Rescale the material starting at the line that contains "[det] metal spatula" and ending at the line that contains "[0,217,144,632]", writing out every line in that span again, not only the answers. Multiply each box coordinate in the answers by 0.3 and round it to a whole number, with halves rounded up.

* START Data supplied *

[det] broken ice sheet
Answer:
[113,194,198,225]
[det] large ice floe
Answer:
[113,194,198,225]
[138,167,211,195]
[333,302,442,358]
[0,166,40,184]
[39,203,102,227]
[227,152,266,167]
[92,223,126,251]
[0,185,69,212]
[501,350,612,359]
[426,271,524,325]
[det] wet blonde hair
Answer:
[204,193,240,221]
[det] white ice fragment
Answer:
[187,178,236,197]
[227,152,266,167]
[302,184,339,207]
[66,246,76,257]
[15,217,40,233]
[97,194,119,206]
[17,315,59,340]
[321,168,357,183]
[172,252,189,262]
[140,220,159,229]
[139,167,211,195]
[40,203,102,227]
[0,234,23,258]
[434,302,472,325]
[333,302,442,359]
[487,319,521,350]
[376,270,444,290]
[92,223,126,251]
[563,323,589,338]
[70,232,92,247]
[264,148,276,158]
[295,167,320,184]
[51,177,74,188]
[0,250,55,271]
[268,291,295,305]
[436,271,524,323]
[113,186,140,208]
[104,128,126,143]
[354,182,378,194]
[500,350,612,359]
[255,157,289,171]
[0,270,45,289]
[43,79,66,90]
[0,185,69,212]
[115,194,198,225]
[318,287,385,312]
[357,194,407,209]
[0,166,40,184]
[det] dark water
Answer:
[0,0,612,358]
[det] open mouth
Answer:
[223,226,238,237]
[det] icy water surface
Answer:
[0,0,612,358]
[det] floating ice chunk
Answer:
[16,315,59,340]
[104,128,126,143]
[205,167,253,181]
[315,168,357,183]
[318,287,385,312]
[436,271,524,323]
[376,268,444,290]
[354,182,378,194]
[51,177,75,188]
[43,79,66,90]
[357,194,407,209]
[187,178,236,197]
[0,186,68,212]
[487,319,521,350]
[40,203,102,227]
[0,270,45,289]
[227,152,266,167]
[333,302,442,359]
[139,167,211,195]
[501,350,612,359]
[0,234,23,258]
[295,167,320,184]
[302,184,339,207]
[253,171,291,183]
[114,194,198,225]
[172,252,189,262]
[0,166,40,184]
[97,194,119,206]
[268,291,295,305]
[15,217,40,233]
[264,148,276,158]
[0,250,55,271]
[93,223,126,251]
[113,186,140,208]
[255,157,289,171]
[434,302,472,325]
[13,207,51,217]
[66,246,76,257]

* END Data supplied *
* START Data supplied *

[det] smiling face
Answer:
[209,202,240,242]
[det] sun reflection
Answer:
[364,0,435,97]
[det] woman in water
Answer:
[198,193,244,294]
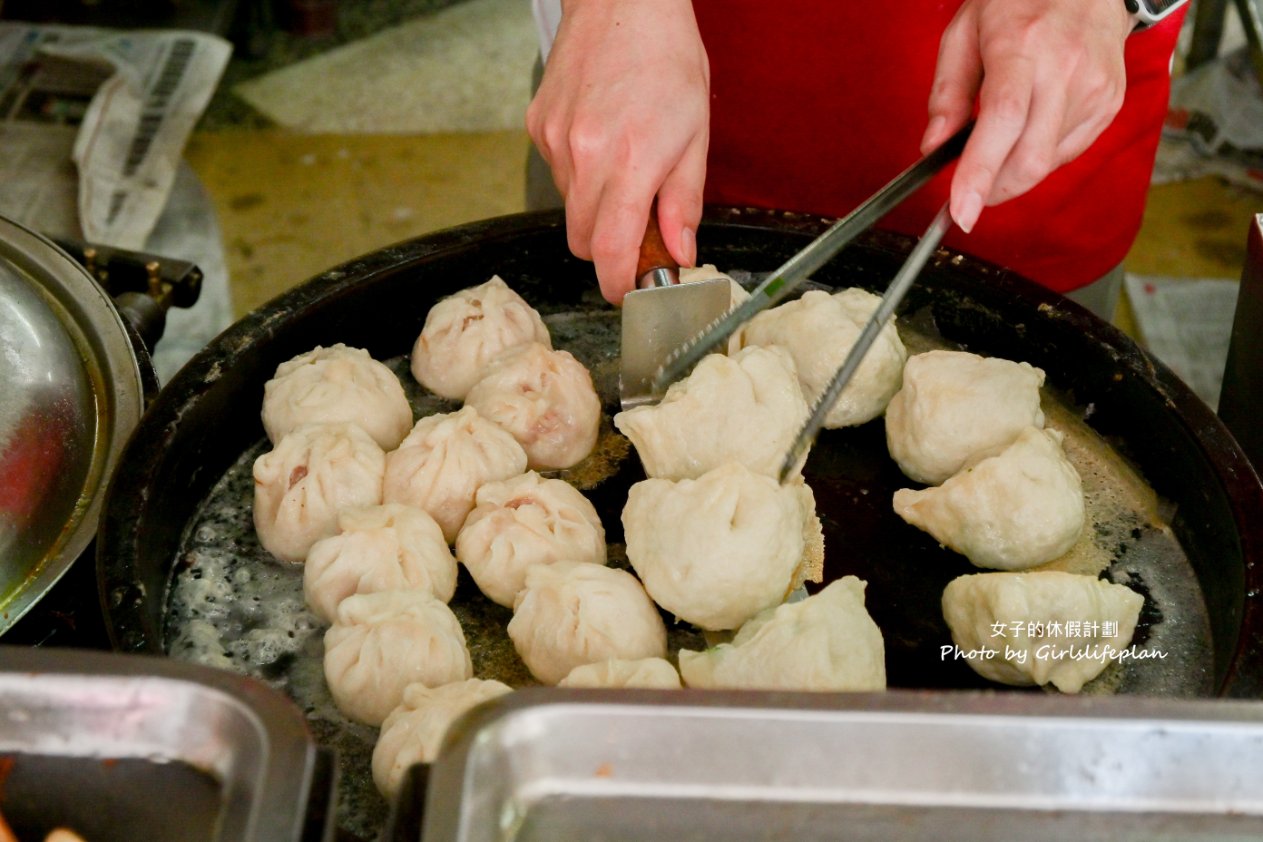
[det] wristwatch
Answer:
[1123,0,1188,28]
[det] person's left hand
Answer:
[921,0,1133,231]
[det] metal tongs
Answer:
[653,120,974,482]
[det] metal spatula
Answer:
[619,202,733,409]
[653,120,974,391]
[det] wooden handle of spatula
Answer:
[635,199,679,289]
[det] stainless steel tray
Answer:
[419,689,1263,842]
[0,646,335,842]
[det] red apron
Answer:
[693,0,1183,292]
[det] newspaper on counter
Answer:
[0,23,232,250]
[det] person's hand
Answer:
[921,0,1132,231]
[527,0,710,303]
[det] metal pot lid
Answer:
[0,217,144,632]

* END Data supplied *

Task answer »
[det] metal spatula
Answer:
[186,61,220,123]
[196,36,292,117]
[det] wooden handle of spatula
Answer:
[191,60,204,87]
[det] stainless steel tray
Answer:
[126,207,379,253]
[0,194,101,253]
[det] red apron
Answer:
[208,0,355,88]
[det] newspaper on counter
Answer:
[0,7,70,75]
[det] person's hand
Answer:
[276,0,340,69]
[158,0,213,91]
[det] metal pot lid
Answer:
[0,65,43,190]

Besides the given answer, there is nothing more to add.